*** Opening of Document segment ***

Canadian savers are searching for the best stocks in the TSX Index to add to their self-directed RRSP portfolios.
CN
CN (TSX:CNR)(NYSE:CNI) operates a rail network that connects ports on the Pacific and Atlantic in Canada to the Gulf Coast in the United States. This is unique in the North American rail industry and gives the company a wide competitive moat.
CN’s share price is starting to rebound after a pullback due to its efforts to buy U.S-based Kansas City Southern. Pundits are starting to realize that CN’s share price looks cheap regardless of whether regulators allow the deal to proceed. The company should benefit from a strong post-pandemic economic recovery and generates solid free cash flow to support future dividend hikes.
A $10,000 RRSP investment in CN stock 20 years ago would be worth about $170,000 today with the dividends reinvested.
Royal Bank
Royal Bank (TSX:RY)(NYSE:RY) is a giant in the TSX Index with a market capitalization of $187 billion. The company also ranks among the top 15 banks in the world based on this metric.
Royal Bank is an earnings machine, even during the challenging conditions of the pandemic. The bank generated fiscal Q3 2021 net income of $4.3 billion — an increase of $1.1 billion, or 34%, over the same period last year.

*** Close of Document segment ***
*** Opening of Given data ***

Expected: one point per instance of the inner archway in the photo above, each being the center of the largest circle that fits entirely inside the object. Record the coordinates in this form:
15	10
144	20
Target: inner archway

*** Close of Given data ***

* Check your understanding *
A – Answer these questions about the article on TSX stocks for RRSP portfolios:
(i) Which ports does CN's rail network connect, and to where?
(ii) What would a $10,000 RRSP investment in CN stock made 20 years ago be worth today with the dividends reinvested?
(iii) What is Royal Bank's market capitalization?
B – Can you pick up the article on TSX stocks for RRSP portfolios from where it stops?

* Responses per task *
A –
(i) It connects ports on the Pacific and Atlantic in Canada to the Gulf Coast in the United States.
(ii) About $170,000.
(iii) $187 billion.

B –
Return on equity came in at a solid 19.6%, and the bank finished the quarter with a CET1 ratio of 13.6%. This reflects the capital position the bank has to cover defaults. Royal Bank set aside billions of dollars of extra funds last year in preparation for a potential wave of loan losses. Government aid programs for businesses and homeowners have prevented the worst-case scenario, and Royal Bank now has significant excess funds to spend on acquisitions, share buybacks, and dividend increases.
The stock isn’t cheap right now, but Royal Bank deserves to be an anchor position in any RRSP fund. A $10,000 investment in Royal Bank 20 years ago would be worth $100,000 today with the dividends reinvested.
Fortis
Fortis (TSX:FTS)(NYSE:FTS) is a power generation, electric transmission, and natural gas distribution utility with assets located in Canada, the United States, and the Caribbean.
Nearly all of the revenue comes from regulated businesses, making cash flow very reliable. The services are needed regardless of the economic environment, so Fortis tends to be a good defensive stock to own to ride out market pullbacks.
The company has a $19.6 billion capital program in place that is expected to boost the rate base by $10 billion through 2025. Fortis says it plans to raise the dividend by an average annual rate of 6% over that timeframe, giving investors good guidance on payout growth. The board raised the distribution in each of the past 47 years.
Fortis also grows through acquisitions and has a solid track record of doing successful deals that add value to the overall asset portfolio.
The current dividend provides a yield of 3.5%. That’s much better than any GIC rate these days and you have solid dividend growth on the horizon.
A $10,000 investment in Fortis 20 years ago would be worth about $115,000 today with the dividends reinvested.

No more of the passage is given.